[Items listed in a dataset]
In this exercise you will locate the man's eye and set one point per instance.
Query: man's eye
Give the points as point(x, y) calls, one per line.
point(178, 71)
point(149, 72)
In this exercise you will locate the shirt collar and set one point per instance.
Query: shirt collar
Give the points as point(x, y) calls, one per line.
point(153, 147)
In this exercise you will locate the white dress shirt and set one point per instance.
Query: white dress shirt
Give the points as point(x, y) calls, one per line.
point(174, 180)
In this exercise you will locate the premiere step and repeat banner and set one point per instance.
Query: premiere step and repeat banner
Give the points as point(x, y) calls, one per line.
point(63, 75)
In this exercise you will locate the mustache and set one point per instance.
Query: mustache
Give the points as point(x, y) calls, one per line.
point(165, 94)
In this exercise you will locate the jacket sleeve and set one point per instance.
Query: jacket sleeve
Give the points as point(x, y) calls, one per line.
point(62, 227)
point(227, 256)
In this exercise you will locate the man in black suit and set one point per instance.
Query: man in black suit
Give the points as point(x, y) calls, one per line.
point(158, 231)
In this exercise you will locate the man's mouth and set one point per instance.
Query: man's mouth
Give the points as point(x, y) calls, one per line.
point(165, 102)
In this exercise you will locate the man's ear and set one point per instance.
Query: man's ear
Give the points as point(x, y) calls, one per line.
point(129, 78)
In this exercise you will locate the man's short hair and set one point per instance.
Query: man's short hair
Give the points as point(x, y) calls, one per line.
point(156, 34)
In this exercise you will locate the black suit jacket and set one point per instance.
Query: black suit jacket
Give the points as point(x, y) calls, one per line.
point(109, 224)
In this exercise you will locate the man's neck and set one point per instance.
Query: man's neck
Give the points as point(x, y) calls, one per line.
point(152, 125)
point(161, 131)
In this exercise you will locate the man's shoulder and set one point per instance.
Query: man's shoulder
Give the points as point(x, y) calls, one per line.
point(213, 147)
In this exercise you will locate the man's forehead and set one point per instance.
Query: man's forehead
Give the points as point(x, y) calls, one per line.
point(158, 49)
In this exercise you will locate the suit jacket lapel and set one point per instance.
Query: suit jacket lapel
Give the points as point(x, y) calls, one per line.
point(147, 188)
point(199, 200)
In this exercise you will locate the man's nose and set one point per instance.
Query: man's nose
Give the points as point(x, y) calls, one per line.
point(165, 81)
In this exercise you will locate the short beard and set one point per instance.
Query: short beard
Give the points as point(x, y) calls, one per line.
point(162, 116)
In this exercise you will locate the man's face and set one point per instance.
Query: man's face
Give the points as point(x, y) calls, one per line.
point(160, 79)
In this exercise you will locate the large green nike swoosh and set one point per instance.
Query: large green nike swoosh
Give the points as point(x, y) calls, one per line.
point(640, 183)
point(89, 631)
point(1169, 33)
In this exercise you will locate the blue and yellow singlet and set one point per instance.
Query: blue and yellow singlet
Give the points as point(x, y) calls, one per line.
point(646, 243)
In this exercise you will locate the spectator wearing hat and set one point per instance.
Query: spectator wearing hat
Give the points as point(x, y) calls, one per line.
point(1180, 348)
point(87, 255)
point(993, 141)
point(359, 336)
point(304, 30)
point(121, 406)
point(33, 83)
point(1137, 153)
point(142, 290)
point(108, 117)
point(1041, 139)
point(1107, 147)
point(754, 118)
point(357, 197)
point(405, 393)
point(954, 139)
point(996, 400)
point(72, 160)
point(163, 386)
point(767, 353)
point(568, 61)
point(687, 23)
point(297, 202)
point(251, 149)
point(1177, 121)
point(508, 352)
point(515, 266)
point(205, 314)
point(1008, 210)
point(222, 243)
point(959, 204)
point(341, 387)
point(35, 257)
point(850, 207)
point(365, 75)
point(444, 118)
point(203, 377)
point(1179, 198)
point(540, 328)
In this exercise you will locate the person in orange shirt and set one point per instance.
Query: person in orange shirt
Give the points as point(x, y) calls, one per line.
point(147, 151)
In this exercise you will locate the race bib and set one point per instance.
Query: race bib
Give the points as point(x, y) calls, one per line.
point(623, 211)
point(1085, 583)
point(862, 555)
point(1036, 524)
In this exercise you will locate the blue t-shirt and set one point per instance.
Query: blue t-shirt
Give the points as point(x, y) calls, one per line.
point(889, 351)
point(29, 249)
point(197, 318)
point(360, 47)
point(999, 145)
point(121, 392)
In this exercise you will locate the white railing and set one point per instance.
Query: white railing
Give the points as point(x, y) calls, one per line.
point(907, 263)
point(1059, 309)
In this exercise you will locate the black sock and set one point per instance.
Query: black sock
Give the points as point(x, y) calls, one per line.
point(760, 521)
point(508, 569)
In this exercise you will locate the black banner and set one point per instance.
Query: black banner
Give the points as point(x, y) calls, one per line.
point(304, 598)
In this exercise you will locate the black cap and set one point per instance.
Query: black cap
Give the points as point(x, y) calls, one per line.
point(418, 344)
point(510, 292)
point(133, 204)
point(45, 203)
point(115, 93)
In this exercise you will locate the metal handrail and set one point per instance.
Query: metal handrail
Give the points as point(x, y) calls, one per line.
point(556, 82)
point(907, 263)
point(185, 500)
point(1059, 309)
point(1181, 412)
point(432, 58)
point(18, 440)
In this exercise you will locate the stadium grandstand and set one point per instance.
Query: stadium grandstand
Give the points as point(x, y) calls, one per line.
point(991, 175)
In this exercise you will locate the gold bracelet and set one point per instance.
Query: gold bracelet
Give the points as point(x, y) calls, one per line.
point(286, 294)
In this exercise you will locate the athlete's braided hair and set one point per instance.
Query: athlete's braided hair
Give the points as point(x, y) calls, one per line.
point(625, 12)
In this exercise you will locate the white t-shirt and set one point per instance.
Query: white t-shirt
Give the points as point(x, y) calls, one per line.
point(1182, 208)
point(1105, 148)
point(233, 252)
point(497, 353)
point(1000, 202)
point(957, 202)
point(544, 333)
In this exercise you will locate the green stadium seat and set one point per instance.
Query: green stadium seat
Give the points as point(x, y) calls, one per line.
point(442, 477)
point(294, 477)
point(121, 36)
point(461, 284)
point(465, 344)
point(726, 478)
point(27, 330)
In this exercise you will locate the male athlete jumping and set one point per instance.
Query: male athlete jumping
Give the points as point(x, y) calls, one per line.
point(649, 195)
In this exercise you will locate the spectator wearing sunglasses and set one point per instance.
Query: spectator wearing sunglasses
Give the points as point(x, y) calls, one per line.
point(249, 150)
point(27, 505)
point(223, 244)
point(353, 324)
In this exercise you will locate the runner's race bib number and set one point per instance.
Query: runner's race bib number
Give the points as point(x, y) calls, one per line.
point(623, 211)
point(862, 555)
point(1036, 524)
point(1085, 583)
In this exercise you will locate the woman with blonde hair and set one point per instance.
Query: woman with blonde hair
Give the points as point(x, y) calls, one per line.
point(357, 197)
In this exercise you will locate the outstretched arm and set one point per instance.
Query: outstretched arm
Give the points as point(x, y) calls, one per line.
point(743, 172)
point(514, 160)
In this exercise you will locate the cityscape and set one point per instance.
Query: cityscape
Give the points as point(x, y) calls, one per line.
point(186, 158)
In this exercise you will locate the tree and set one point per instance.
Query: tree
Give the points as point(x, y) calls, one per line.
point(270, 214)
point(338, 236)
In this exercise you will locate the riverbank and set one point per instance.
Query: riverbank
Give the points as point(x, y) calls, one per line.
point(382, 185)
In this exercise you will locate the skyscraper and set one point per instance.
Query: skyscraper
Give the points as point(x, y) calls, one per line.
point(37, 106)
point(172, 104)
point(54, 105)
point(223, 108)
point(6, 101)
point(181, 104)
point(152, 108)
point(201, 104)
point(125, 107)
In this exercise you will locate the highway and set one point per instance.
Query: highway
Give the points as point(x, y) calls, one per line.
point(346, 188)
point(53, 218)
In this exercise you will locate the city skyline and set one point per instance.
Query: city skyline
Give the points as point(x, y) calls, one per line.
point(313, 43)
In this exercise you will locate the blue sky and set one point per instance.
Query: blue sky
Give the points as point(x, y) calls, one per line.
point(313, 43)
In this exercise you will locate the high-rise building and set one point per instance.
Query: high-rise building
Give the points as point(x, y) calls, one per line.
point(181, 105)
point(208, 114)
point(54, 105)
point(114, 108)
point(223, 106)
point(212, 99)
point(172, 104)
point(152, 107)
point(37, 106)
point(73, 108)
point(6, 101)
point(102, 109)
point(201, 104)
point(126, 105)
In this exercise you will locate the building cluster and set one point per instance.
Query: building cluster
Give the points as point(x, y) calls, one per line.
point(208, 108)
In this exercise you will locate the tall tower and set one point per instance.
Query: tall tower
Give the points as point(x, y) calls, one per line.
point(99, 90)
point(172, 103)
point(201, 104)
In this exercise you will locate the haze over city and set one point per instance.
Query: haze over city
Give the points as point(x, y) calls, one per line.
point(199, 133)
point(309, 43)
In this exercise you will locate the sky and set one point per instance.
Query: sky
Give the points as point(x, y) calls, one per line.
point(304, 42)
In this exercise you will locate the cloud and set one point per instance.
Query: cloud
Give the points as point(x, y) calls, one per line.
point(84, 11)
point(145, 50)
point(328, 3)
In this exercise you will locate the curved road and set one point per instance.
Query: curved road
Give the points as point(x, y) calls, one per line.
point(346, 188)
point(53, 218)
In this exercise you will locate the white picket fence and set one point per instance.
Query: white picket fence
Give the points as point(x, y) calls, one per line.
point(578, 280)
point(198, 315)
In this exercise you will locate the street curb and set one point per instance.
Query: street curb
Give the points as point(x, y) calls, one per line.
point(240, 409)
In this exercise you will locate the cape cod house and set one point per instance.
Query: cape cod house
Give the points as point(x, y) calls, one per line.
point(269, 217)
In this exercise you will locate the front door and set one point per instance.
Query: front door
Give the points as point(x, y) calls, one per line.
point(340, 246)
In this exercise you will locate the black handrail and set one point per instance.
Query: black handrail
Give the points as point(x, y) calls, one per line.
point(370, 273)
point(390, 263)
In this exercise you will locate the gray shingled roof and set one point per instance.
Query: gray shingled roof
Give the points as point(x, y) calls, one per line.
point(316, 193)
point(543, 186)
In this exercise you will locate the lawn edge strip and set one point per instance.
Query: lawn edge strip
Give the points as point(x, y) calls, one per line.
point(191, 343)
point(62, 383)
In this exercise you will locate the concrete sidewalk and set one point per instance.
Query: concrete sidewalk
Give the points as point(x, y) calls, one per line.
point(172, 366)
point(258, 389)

[EXERCISE] Retype the lines of the listing verbatim, starting with the line containing "In this exercise you will locate the suit" and continuing through the line containing "point(1169, 33)", both included.

[RESPONSE TO THE TASK]
In this exercise you will locate the suit jacket lapel and set one point per instance.
Query: suit jacket lapel
Give the points as point(x, y) calls, one per line.
point(147, 188)
point(199, 200)
In this exercise you will locate the man's nose and set one point per instance.
Query: man's nose
Give the points as point(x, y) calls, one per line.
point(165, 81)
In this exercise you will locate the short beard and set one point per instance.
Query: short beard
Give the points as point(x, y) calls, one per line.
point(162, 116)
In this exercise you will locate the man's face and set one point per instance.
Query: man's face
Give the points as point(x, y) calls, one per line.
point(160, 79)
In this exercise you will locate the large green nike swoosh and set one point per instance.
Query: large green nike swoosh
Give the points as point(x, y) calls, one per line.
point(640, 183)
point(89, 631)
point(1169, 33)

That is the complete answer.